(Region outline entries)
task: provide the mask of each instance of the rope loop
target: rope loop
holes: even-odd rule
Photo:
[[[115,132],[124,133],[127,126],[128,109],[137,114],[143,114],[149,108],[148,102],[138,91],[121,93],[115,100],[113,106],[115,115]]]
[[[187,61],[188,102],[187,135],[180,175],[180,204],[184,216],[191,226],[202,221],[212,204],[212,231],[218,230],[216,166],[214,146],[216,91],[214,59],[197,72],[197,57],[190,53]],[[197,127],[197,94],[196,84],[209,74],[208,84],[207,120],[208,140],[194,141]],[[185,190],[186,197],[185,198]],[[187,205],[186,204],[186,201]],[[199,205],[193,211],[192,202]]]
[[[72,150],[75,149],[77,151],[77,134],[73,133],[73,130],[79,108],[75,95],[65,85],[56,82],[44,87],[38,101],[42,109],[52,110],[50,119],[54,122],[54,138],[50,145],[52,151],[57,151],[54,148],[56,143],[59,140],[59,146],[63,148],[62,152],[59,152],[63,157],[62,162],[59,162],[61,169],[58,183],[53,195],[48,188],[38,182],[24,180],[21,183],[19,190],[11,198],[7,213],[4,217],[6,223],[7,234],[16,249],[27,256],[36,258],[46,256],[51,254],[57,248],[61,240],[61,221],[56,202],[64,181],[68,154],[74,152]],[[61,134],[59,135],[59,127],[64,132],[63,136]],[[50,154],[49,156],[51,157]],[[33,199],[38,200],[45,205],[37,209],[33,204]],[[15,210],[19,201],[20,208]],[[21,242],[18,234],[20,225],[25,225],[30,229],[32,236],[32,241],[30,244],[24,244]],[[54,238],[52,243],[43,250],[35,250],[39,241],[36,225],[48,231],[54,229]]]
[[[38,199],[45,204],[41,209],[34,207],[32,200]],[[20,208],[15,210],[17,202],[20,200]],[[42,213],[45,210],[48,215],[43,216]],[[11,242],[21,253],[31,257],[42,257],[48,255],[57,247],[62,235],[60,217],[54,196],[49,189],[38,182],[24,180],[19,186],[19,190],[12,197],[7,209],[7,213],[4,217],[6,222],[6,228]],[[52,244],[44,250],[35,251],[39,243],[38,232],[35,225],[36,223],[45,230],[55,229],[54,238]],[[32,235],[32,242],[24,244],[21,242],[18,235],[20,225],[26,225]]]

# [Exercise description]
Copy the material above, line for line.

# [Task result]
task: provide the mask of each instance of the rope loop
target: rope loop
holes: even-odd rule
Photo:
[[[115,132],[124,133],[127,126],[128,109],[137,114],[143,114],[149,108],[148,102],[138,91],[121,93],[115,100],[113,106],[115,115]]]
[[[187,61],[188,102],[187,135],[180,175],[180,204],[184,216],[191,226],[202,221],[212,204],[212,231],[218,230],[216,166],[214,146],[216,91],[214,59],[197,72],[197,57],[190,53]],[[197,127],[197,94],[196,84],[209,74],[208,84],[207,120],[208,140],[194,141]],[[185,190],[186,197],[185,198]],[[187,205],[186,204],[186,201]],[[199,205],[193,211],[192,202]]]
[[[72,150],[75,149],[77,151],[77,134],[73,133],[73,130],[79,108],[75,95],[65,85],[56,82],[44,87],[38,101],[42,109],[52,110],[50,119],[54,122],[54,138],[50,145],[52,151],[57,151],[54,148],[56,143],[59,140],[59,146],[63,148],[62,152],[59,152],[63,157],[62,162],[59,162],[61,169],[58,183],[53,195],[48,188],[38,182],[24,180],[21,183],[19,190],[11,198],[7,213],[4,217],[6,223],[7,234],[16,249],[27,256],[36,258],[46,256],[51,254],[57,248],[61,240],[61,221],[56,202],[64,181],[68,154],[74,152]],[[61,134],[59,135],[59,127],[64,132],[63,136]],[[50,154],[49,156],[51,157]],[[33,199],[38,200],[45,205],[37,209],[33,204]],[[15,210],[19,201],[20,208]],[[21,242],[18,234],[20,225],[25,225],[30,229],[32,236],[32,241],[30,244],[24,244]],[[54,238],[52,243],[43,250],[35,250],[39,241],[36,225],[48,231],[54,229]]]
[[[38,199],[45,204],[41,209],[34,207],[32,200]],[[20,208],[15,210],[17,202],[20,200]],[[42,213],[45,210],[48,215],[43,216]],[[11,242],[21,253],[31,257],[42,257],[48,255],[57,247],[62,235],[60,217],[54,196],[49,189],[38,182],[24,180],[19,186],[19,190],[12,197],[7,209],[7,213],[4,217],[6,222],[6,228]],[[52,244],[44,250],[35,251],[39,243],[38,232],[35,225],[36,223],[45,230],[55,229],[54,238]],[[32,235],[32,242],[24,244],[21,242],[18,235],[20,225],[26,225]]]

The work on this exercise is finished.